■ **Aim**: Identify all lines in the records below that contain the word "every", and copy each one.

■ **Records for this exercise**:

-=-=-=-=-

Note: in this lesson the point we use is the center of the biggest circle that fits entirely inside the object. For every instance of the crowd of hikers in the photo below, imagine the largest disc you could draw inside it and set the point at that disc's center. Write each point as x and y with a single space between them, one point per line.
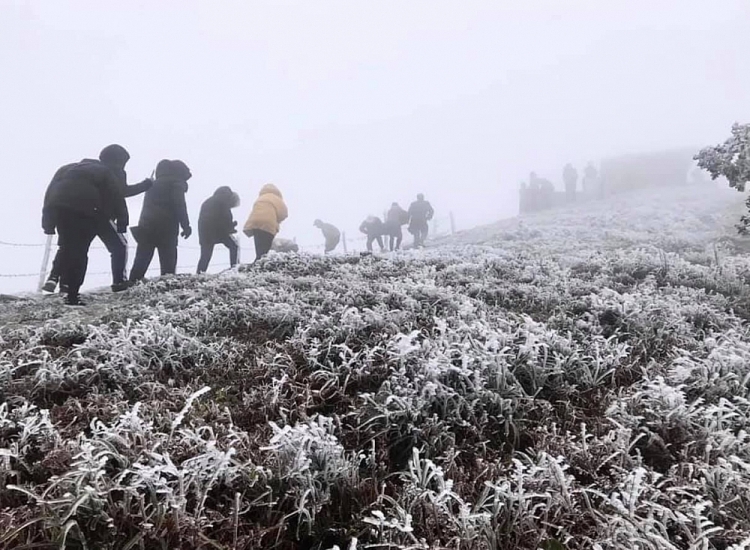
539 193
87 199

-=-=-=-=-

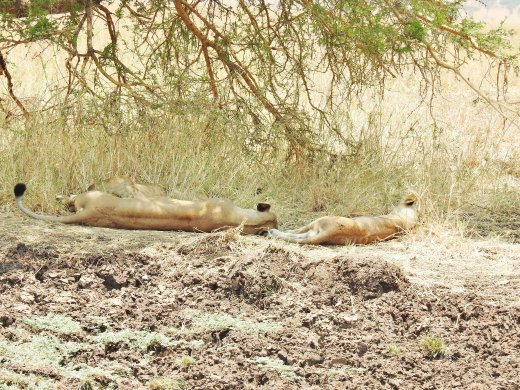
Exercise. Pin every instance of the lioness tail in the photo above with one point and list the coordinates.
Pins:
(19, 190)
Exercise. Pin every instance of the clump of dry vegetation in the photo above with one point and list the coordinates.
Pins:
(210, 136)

-=-=-=-=-

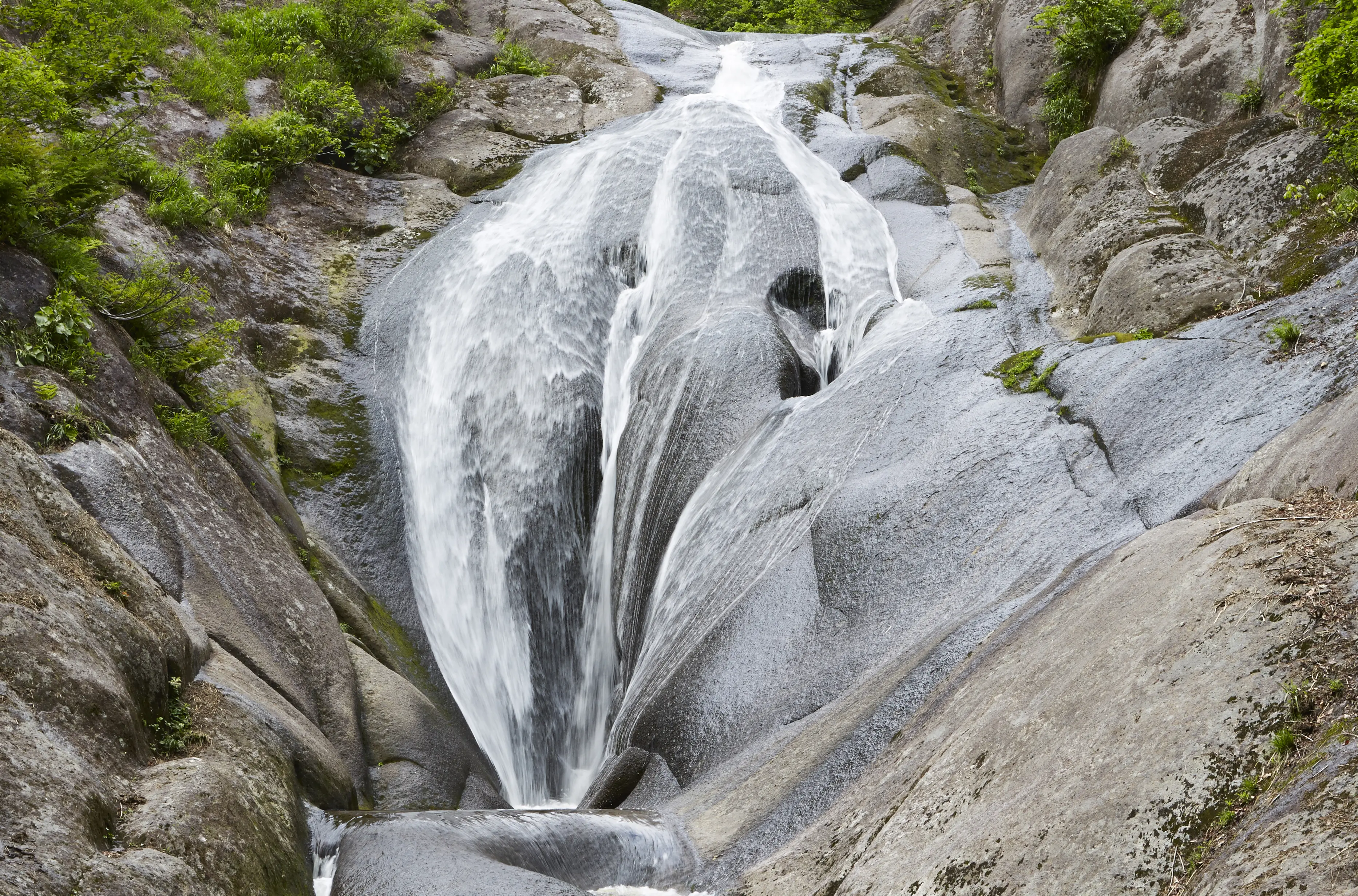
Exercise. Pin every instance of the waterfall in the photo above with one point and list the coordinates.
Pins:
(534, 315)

-=-=-=-=-

■ **Complete response**:
Note: in this lesson the point we use is the center of the biggest circle that fits entirely inside the object. For every instance of the crowd of hikers in the photo below, imagine the largest disc you could draw inside it and set the point at that disc's center. Write each point as x and y with a single space between them, one point per line.
Exercise. Pin every instance of the lioness tail in the photo above with one point and list the coordinates.
Exercise. Pin every instance of the clump of dry vegetation in the photo above with one point and list the coordinates.
Exercise. Pin every instance of the waterfall in the photo above with one point and list the coordinates.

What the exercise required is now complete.